Written instruction :: Copy the data from the line that contains "For the benchmark, mark every instance of the tree bark" to its last line, exactly, including both of those lines and leaving out everything before.

Task data ::
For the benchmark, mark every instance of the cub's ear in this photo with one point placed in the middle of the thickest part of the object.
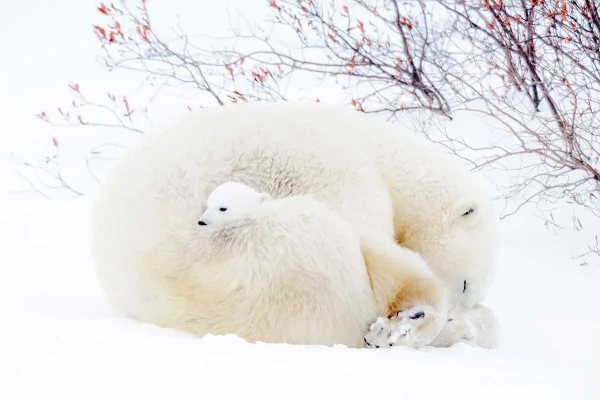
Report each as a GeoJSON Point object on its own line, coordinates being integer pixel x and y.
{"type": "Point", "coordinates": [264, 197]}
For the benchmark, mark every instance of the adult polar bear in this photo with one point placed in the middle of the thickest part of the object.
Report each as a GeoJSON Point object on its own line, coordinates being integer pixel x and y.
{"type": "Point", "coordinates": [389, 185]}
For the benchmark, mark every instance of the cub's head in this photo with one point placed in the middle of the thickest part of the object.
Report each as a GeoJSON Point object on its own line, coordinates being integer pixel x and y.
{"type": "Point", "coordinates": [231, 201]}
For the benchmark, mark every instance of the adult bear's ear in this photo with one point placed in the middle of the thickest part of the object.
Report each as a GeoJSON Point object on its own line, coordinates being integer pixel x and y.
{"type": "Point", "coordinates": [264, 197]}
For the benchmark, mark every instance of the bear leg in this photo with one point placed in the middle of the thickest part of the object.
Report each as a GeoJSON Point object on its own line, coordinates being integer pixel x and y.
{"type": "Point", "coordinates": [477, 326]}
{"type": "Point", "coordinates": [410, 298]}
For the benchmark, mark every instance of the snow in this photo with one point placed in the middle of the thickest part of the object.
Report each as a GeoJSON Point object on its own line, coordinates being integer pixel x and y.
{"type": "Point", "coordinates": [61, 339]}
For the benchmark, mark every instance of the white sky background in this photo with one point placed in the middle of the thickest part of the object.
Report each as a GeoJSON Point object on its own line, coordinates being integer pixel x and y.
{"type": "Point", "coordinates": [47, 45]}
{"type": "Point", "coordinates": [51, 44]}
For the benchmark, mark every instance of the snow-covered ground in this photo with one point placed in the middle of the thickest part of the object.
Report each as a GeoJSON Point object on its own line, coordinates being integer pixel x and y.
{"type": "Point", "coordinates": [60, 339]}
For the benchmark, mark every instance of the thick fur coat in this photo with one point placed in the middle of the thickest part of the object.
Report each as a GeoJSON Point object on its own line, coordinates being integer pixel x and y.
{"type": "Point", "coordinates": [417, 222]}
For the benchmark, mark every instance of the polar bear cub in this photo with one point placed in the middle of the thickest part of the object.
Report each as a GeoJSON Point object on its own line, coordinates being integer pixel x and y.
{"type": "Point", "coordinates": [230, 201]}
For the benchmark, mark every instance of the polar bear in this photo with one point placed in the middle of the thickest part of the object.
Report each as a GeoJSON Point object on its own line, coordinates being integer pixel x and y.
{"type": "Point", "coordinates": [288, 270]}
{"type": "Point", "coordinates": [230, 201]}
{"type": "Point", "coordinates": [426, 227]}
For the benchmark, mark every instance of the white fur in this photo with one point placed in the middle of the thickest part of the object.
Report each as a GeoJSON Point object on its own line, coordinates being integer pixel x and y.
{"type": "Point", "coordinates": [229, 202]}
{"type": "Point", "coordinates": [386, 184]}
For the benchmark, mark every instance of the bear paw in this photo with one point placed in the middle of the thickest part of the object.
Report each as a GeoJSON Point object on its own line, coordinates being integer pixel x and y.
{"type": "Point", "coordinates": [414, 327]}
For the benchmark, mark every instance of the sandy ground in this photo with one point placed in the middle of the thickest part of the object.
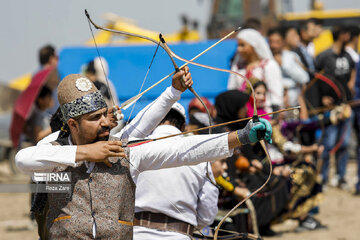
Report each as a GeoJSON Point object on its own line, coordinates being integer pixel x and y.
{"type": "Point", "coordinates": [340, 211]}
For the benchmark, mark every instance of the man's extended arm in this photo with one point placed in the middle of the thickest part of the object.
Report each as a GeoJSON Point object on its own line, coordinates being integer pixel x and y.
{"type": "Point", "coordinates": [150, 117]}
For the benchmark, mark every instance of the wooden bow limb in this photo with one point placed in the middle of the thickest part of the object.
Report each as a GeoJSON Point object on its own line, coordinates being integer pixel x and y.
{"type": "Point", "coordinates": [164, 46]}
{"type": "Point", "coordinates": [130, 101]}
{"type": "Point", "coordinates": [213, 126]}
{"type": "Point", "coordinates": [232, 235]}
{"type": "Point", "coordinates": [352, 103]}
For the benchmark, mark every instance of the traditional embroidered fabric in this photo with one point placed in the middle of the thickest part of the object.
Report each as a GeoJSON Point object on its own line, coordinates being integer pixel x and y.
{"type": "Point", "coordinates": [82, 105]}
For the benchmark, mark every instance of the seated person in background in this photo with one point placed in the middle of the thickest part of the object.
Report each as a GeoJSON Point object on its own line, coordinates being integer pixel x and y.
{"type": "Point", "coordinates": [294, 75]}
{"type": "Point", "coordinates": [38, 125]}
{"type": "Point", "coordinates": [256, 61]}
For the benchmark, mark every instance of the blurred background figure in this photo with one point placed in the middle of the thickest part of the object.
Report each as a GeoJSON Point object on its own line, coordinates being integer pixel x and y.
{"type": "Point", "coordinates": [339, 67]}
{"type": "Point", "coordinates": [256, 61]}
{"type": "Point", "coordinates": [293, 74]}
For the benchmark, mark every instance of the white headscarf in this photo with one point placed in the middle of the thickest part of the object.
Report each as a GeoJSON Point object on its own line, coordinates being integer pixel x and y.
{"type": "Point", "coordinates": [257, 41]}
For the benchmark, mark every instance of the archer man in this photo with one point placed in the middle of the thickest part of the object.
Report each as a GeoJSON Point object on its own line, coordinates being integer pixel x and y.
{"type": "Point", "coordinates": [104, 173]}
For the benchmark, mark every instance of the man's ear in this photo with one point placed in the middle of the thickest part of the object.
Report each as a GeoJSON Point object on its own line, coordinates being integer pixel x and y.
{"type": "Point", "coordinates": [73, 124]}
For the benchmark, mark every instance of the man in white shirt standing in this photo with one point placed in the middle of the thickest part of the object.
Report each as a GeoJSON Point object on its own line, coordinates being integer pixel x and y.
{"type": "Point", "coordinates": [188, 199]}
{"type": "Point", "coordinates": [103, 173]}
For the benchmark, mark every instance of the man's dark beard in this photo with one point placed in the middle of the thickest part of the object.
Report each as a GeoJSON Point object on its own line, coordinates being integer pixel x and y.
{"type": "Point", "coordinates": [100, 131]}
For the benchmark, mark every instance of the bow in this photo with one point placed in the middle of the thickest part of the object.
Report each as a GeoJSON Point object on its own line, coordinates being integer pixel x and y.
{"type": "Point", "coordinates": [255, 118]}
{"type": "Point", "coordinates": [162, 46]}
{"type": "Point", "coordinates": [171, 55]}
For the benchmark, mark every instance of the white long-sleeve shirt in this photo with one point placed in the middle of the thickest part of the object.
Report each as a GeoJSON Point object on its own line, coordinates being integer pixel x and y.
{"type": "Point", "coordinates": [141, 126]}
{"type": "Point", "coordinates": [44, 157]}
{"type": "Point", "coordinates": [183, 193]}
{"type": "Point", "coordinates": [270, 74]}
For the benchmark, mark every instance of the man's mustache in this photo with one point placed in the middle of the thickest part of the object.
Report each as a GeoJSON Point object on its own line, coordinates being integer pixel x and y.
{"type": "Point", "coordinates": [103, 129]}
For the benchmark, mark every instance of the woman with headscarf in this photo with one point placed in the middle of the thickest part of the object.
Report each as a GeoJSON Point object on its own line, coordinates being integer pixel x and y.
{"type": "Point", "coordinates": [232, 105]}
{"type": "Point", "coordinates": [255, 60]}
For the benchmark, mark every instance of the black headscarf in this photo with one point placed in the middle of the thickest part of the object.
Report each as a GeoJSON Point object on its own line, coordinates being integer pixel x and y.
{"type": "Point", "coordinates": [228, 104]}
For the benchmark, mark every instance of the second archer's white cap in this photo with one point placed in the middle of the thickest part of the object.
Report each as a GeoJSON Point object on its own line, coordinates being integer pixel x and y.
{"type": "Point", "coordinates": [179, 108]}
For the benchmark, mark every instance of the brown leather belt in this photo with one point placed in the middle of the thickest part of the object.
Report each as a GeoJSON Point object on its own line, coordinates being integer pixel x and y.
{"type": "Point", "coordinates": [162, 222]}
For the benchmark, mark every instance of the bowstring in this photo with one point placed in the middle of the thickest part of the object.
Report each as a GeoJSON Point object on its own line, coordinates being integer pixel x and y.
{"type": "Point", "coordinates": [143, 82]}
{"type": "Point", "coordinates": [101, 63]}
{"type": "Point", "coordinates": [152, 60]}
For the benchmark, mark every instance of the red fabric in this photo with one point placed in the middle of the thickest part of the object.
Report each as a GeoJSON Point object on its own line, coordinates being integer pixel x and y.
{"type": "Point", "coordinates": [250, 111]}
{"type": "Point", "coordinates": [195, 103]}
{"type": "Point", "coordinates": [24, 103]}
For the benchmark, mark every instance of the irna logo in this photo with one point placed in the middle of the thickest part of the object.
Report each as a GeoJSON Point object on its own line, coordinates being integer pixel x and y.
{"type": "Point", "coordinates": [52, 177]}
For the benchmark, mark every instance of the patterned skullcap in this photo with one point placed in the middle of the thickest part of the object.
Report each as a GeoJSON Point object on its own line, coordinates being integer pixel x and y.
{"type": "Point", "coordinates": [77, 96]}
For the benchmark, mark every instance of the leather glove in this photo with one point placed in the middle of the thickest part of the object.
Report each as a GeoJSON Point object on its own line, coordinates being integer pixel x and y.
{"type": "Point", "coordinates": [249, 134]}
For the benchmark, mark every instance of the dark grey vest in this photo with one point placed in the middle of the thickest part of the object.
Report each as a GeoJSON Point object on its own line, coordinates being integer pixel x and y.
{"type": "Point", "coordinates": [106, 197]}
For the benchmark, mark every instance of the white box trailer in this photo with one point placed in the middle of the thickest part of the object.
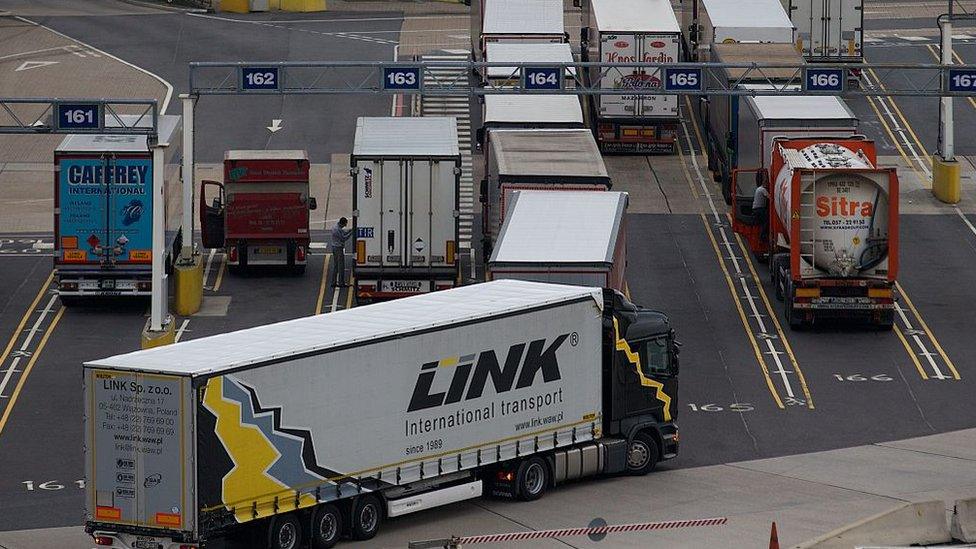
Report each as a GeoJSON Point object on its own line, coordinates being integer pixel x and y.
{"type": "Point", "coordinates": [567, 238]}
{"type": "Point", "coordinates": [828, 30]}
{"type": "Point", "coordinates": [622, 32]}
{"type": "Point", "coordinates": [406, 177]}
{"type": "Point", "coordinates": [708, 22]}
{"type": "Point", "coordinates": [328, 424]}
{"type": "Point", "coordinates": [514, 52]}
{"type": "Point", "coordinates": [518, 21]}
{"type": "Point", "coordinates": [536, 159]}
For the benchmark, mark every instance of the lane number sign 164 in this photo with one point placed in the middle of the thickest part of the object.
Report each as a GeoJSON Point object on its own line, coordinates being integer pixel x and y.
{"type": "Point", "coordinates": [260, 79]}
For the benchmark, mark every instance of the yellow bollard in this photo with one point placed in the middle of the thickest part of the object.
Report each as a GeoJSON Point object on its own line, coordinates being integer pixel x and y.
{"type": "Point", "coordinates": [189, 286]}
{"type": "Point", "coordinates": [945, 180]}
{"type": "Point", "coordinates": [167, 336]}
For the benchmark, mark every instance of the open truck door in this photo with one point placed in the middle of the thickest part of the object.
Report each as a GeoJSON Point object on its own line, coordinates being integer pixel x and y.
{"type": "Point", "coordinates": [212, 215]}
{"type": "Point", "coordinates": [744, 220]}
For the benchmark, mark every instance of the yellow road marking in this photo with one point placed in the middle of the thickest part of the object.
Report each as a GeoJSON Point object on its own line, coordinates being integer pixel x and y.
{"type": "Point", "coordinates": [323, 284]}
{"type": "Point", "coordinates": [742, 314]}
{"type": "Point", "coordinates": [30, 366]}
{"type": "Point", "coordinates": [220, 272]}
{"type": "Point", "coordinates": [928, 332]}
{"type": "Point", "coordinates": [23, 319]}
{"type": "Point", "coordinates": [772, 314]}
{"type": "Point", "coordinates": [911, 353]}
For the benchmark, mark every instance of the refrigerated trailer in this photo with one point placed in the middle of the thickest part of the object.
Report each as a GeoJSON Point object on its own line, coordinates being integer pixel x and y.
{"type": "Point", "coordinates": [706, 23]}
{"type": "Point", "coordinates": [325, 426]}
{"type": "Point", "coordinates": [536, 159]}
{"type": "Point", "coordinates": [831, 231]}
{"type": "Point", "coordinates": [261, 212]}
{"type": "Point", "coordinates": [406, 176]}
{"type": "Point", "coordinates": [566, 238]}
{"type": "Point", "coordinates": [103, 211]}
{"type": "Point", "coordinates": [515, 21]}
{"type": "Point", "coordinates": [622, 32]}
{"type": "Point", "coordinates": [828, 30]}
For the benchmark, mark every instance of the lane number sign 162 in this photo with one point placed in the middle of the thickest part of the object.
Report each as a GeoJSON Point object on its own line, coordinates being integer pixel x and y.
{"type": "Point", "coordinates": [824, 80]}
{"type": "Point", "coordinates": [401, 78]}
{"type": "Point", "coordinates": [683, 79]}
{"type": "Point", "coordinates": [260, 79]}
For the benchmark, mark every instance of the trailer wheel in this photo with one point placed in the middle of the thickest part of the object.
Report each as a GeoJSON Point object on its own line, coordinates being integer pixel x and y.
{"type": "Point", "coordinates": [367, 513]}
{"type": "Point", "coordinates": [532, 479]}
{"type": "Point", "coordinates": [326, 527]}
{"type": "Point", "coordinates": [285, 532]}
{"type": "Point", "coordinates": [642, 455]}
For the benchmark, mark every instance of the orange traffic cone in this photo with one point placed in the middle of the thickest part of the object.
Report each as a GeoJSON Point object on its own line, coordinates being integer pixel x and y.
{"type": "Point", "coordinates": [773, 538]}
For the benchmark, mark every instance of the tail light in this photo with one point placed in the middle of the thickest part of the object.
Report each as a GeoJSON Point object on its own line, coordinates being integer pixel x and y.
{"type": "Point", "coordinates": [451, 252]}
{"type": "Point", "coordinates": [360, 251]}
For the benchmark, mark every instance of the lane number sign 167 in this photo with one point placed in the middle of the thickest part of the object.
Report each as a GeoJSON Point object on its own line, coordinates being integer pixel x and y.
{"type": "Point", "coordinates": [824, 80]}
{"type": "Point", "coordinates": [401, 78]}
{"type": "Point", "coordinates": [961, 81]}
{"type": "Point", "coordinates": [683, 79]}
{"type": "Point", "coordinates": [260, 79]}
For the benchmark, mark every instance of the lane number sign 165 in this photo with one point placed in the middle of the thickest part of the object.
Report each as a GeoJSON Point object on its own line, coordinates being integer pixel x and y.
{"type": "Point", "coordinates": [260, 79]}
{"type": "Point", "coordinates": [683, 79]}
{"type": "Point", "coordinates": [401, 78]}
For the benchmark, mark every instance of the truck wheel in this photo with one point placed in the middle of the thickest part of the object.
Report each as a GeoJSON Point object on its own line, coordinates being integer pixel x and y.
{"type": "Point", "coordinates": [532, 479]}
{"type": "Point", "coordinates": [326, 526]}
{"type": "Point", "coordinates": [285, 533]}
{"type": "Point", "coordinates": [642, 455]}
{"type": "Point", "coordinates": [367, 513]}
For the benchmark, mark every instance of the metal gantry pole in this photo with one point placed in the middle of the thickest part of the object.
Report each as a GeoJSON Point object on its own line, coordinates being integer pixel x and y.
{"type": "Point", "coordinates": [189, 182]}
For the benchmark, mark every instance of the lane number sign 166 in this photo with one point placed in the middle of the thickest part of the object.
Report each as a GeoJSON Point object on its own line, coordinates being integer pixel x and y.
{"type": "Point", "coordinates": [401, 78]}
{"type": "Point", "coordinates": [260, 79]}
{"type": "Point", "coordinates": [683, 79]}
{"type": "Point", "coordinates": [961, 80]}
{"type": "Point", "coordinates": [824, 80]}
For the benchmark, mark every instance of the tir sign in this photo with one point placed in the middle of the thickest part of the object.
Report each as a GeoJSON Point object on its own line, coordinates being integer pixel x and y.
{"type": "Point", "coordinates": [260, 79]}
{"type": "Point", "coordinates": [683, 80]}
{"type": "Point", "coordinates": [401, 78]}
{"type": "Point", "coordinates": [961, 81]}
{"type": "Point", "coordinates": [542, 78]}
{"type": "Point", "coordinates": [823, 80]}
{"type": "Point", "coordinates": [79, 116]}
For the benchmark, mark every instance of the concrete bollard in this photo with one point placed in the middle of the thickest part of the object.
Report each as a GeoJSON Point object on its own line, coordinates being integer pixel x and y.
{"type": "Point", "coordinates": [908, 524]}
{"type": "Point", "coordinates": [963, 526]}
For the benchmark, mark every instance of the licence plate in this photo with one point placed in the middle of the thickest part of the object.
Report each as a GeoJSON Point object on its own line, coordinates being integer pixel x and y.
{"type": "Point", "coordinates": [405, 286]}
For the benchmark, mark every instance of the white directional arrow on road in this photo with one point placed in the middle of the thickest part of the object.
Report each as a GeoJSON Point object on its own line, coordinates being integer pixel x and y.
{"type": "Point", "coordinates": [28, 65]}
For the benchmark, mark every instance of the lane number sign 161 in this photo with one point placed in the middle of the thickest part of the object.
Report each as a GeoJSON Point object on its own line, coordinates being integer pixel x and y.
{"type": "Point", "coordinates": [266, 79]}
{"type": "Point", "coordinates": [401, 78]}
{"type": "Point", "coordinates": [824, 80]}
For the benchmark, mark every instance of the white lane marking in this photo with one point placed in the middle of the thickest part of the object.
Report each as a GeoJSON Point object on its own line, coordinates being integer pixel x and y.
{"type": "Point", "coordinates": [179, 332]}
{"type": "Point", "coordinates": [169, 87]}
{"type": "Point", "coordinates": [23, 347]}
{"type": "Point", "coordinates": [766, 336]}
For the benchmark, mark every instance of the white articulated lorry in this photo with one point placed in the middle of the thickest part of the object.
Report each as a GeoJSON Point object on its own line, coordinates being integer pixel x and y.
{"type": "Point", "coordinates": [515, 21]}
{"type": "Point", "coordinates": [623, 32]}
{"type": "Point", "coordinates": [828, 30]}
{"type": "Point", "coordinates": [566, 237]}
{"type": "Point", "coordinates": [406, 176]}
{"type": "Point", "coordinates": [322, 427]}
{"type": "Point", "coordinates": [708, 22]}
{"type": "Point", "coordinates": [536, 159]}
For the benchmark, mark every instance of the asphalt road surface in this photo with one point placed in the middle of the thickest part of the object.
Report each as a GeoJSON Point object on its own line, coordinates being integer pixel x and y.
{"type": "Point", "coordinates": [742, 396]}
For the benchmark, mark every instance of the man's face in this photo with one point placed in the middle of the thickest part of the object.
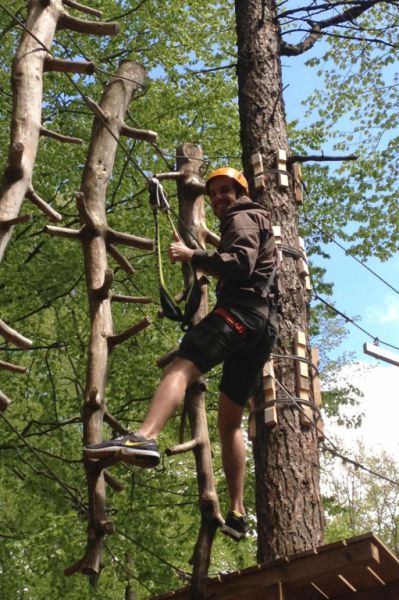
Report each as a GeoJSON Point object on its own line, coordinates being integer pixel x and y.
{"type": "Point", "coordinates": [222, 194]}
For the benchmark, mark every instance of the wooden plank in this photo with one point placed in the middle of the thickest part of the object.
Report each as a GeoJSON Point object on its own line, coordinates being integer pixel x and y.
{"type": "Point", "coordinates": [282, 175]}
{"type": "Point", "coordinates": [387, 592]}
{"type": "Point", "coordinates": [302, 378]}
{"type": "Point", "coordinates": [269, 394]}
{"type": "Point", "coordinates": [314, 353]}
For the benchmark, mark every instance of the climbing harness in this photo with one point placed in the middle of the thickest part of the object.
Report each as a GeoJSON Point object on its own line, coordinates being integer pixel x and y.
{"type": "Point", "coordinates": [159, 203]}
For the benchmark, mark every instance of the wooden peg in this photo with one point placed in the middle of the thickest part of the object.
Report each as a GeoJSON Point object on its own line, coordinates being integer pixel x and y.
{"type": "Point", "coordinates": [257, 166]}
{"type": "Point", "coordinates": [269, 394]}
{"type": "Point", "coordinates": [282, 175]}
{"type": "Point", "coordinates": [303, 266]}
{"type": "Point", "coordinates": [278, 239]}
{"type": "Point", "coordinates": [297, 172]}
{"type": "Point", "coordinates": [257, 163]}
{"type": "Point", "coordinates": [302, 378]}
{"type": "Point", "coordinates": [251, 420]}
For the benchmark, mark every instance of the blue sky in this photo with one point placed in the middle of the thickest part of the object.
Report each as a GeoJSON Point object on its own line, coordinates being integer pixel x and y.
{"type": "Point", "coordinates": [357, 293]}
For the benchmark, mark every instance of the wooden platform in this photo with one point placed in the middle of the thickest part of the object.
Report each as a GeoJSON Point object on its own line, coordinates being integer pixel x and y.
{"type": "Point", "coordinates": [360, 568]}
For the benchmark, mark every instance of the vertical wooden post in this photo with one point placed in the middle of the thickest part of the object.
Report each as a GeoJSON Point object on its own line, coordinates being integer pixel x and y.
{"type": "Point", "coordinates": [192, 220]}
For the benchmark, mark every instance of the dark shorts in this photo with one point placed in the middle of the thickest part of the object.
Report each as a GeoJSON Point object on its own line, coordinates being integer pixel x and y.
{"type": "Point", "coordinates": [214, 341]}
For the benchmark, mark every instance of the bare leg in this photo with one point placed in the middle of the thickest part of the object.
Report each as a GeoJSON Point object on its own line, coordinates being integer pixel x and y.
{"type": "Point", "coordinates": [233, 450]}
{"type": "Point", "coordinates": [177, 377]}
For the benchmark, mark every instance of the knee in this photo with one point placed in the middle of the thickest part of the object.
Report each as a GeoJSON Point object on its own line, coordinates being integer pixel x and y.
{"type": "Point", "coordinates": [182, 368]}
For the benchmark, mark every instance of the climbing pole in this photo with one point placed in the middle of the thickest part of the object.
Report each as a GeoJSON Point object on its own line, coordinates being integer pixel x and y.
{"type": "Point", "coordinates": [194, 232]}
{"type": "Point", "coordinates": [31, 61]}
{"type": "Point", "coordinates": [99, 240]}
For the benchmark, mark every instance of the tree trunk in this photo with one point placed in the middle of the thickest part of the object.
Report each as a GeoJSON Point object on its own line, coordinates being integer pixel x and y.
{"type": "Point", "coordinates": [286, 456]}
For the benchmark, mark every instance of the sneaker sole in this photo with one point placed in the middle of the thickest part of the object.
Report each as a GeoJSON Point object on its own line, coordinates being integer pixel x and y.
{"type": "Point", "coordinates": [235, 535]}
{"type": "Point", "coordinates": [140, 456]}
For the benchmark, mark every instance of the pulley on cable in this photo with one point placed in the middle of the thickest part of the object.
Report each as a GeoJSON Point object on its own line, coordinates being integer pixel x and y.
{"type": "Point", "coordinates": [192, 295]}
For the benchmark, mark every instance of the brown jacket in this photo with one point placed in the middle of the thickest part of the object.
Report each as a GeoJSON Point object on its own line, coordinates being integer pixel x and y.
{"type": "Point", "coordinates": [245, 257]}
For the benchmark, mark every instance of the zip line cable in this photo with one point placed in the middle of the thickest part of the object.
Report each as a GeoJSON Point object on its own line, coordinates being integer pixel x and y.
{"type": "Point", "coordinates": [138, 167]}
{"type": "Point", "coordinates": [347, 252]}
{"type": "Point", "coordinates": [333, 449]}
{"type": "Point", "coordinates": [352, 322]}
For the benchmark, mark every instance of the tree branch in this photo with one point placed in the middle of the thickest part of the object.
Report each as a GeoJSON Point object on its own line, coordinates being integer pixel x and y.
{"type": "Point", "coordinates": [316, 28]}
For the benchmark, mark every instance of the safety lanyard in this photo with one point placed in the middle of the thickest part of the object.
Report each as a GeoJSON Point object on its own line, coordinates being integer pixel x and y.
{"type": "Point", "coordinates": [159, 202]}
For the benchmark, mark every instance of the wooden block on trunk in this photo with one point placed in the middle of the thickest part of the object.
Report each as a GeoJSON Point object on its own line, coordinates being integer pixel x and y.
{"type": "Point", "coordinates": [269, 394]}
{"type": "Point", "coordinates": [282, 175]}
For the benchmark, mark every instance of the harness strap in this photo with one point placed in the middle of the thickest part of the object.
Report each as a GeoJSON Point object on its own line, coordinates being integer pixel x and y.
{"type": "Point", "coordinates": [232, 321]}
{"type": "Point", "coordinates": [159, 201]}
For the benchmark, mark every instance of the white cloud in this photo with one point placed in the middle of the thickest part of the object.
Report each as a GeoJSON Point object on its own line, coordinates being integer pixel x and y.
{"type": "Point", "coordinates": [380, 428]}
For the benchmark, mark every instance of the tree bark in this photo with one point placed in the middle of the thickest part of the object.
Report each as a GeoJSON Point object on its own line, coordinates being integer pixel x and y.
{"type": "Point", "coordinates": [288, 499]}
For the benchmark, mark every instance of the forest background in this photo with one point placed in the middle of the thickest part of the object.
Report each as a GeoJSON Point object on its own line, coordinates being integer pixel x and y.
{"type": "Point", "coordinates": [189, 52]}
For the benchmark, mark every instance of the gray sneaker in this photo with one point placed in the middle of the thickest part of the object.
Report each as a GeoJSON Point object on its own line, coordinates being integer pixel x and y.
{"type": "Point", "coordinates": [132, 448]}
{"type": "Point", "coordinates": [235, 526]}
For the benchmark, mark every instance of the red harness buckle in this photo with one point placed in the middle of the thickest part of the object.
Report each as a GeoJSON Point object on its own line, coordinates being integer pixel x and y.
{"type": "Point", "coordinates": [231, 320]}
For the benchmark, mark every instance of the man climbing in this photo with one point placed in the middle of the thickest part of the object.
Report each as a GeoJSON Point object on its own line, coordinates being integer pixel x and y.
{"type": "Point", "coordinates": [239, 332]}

Task response ::
For the benchmark, mark every instance of the tree bark in this photo with one point placed in the middle of the thickest part of the object.
Report each as a GeoJSON Point object on its own line, coordinates being integer pixel x and y.
{"type": "Point", "coordinates": [288, 499]}
For the benchmark, mark every instance of the forest background in this photo with one point placed in the middle of the thickest part of the object.
Report each as a GeoJSON Point object on its own line, coordinates being integer pixel x and y.
{"type": "Point", "coordinates": [189, 52]}
For the benchmark, mark every instance of the gray sneaker in this photo with one point placed in the middle of the thickest part of the object.
Report each as a GeoJSON Point object on its own line, coordinates being integer pixel x and y.
{"type": "Point", "coordinates": [132, 448]}
{"type": "Point", "coordinates": [235, 526]}
For the benchmark, mark every instance of the red harness buckle in this photo with one point placed in the middle of the thickest part of the object.
Report each as a GeoJSON Point object on its own line, coordinates being integer pixel x and y.
{"type": "Point", "coordinates": [231, 320]}
For the benchmark, mark every instance of the man climbing in this photo with one point placed in the middle of the thickest part of the object.
Report each as a GeoJSON Point object on its own line, coordinates being integer pixel x and y.
{"type": "Point", "coordinates": [239, 332]}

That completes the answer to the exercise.